Document excerpt.
↓

Curtis Blais didn’t end up going to medical school as planned, but he still has a prescription for businesses and other organizations to keep their computer networks and data safe.
“Prevention is way better than the cure,” says Blais, a cybersecurity expert and graduate of Royal Roads University’s Master of Arts in Leadership (MAL) program.
He should know.
A virtual chief information security officer who often speaks about cybersecurity — and recently wrote a book on the topic, CyberDynamX: The Art and Science of Building a Simplified Digital Security Program — the lifelong Edmonton resident has been creating computer applications and designing and building networks his entire professional life.
His interest and expertise around network security grew out of that work.
“It’s kind of a natural progression, really… Around the time I was building networks, cybersecurity becoming more prominent. It was kind of the stars aligning,” Blais says. “My background positioned me very well to serve in this space.”
His educational background might have suggested otherwise.
Blais’ love of computers didn’t translate into a passing grade in his high school computing science class. Medical school was out of reach because he didn’t have the marks. Undeterred, and with a passion for technology, Blais studied computing at the Northern Alberta Institute of Technology and achieved additional certifications while working for several organizations. Around 2008, he started his own consulting business.
While technology has evolved, Blais says attitudes among business leaders haven’t always kept up.
“I think if there is one thing I would love to change, it's sort of that executive mindset of ‘We’re good enough. It's OK, don't worry about it. It won't happen to us.’ It simply will. It's only a matter of when.”

↑

Data section.

↓

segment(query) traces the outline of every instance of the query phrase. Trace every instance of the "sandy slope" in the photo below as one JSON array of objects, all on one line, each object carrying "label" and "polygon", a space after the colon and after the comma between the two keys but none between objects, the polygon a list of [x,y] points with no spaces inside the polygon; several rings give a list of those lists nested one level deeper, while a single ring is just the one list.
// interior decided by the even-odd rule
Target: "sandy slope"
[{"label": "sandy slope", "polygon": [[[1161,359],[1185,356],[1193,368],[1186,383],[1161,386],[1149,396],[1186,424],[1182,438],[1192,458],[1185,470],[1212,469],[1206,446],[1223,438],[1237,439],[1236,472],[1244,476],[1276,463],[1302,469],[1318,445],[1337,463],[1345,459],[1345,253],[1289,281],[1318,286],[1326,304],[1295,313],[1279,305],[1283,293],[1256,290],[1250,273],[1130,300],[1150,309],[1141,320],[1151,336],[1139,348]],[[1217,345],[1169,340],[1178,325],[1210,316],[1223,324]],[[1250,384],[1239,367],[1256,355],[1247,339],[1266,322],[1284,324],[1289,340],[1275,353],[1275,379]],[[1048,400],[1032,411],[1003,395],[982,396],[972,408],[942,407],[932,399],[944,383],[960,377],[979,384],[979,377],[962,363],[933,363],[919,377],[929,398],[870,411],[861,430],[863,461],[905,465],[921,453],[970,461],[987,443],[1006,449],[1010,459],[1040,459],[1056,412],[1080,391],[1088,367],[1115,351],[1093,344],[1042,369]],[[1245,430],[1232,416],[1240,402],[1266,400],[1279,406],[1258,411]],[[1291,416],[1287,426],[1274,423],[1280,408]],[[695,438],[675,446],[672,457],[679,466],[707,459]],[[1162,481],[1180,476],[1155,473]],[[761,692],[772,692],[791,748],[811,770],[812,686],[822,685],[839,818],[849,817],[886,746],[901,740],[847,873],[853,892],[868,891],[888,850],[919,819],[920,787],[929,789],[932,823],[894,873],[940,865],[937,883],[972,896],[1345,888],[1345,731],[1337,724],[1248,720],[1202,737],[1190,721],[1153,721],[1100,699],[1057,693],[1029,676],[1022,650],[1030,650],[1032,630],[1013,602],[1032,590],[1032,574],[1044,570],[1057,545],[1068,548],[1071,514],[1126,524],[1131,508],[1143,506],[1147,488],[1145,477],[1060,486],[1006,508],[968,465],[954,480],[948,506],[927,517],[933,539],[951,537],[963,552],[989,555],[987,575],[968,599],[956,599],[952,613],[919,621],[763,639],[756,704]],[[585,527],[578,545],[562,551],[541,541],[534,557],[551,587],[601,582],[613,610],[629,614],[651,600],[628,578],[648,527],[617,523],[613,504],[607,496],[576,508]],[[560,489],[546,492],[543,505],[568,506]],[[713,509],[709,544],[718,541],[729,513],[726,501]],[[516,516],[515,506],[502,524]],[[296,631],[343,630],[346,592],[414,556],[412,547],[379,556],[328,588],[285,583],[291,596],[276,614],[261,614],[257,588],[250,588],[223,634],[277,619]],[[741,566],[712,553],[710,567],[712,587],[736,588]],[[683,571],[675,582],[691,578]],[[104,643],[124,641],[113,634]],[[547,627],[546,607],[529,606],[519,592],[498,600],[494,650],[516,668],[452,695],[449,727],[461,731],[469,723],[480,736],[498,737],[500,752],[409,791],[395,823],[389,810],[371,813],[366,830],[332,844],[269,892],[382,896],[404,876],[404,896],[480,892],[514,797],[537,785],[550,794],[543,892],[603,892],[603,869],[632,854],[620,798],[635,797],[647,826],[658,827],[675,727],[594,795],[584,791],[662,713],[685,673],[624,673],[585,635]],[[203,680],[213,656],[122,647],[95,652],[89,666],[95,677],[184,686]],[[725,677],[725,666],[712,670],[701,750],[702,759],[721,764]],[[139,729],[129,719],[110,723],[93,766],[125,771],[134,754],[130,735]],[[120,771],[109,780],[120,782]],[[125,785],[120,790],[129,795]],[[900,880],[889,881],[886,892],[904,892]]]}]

↑

Exercise requirements.
a. Answer these questions from the profile of Curtis Blais:
(i) Where did Blais study computing?
(ii) Around what year did he start his own consulting business?
(iii) What is the full title of the book he recently wrote?
b. Continue the profile of Curtis Blais from its last sentence.

Answers for the tasks.
a.
(i) The Northern Alberta Institute of Technology
(ii) Around 2008
(iii) CyberDynamX: The Art and Science of Building a Simplified Digital Security Program

b.
That’s where his RRU education —he calls it “formative” — comes into play. Blais says he has always had an interest in leadership and recognized he needed those skills, as much as his technical prowess, to lead organizations to treat cybersecurity seriously.
For all the letters after his name on his resume — the list of acronyms representing technical certifications includes CCNA, CCNP, GCIA, GCFW, WCSP, CISSP, CRISC and CCSK — he has found it’s the MAL that makes the difference.
“It brought credibility,” he says, adding that the leadership skills he gained at RRU allow him to “have greater influence across an organization.”
His time in the MAL program also brought him into contact with a cohort that supported him through a cancer diagnosis and treatment, and even as he sent his thesis from his hospital bed while recovering from surgery.
To this day, Blais says he’s regularly in touch with a large number of his cohort, a “super group of people.”
And if the organizations they lead need cybersecurity support, they know who to call.